==== Dataset excerpts
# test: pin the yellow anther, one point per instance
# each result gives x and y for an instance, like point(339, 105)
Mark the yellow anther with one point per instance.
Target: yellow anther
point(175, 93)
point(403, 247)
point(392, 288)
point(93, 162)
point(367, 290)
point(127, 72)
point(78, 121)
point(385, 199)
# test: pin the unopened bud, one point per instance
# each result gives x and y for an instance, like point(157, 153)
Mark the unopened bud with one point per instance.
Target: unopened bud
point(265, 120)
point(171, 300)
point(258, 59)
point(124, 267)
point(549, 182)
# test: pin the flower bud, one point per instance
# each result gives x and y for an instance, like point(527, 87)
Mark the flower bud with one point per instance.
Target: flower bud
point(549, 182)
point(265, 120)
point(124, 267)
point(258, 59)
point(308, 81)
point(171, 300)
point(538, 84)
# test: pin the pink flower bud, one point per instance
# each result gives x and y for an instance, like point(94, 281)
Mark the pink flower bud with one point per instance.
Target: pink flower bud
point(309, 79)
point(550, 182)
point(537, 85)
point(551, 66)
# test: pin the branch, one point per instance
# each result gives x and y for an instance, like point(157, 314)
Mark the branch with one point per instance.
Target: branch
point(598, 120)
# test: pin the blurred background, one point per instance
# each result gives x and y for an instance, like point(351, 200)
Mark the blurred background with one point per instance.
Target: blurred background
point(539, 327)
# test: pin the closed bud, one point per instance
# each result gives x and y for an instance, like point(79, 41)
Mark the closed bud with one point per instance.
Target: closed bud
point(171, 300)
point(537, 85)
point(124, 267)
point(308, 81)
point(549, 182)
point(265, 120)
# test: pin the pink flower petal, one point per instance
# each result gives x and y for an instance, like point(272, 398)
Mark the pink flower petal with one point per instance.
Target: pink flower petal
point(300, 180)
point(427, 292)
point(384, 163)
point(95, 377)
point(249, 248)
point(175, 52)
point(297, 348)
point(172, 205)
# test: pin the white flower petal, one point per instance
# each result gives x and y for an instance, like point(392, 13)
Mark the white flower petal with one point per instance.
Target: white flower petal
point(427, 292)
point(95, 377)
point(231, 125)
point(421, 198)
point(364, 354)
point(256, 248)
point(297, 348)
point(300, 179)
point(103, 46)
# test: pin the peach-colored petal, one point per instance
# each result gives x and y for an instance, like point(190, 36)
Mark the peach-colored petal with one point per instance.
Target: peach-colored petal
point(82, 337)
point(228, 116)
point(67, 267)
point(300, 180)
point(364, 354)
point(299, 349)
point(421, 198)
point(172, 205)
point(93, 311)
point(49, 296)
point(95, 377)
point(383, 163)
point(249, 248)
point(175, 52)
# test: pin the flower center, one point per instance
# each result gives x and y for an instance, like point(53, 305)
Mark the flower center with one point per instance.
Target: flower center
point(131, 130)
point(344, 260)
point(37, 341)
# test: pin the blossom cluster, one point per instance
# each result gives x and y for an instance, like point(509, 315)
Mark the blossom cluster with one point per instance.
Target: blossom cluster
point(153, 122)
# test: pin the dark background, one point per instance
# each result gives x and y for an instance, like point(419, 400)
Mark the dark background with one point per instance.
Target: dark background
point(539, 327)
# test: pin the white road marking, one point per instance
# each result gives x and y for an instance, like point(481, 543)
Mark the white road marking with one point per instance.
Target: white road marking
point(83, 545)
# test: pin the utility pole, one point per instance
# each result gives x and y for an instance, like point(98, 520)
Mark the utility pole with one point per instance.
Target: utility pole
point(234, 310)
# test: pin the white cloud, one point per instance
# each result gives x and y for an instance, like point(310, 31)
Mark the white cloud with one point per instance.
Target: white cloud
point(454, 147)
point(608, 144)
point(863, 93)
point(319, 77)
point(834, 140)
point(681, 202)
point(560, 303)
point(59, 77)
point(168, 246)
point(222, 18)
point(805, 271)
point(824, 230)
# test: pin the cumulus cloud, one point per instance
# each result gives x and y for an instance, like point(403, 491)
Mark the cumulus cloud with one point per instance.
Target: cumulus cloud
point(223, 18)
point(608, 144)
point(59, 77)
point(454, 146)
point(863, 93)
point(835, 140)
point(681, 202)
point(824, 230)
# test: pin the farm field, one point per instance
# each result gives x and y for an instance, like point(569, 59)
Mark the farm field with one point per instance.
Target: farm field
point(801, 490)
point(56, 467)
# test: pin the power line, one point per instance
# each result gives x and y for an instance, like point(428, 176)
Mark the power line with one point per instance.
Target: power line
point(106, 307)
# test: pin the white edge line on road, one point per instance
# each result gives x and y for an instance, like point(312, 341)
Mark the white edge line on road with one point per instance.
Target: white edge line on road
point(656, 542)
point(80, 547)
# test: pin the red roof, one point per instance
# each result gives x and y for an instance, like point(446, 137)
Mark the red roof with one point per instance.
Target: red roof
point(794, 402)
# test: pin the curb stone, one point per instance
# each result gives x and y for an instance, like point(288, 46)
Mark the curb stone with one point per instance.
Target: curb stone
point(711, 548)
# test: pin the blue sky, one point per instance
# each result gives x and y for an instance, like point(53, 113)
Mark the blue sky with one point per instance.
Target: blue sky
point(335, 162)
========
Task goal: Update the items from the line that contains "# test: pin the curb" through the end of the items, replacing "curb stone" with "curbstone". Leave everything else unchanged.

Response to this exercise:
# test: pin the curbstone, one point per instance
# each result gives x and y for an instance, like point(288, 46)
Mark the curbstone with one point per instance.
Target: curbstone
point(711, 548)
# test: pin the blue sky, one point per instance
# each result gives x and y for an instance, like point(53, 113)
Mark the blue sky with one point per instance.
Target: blue sky
point(335, 162)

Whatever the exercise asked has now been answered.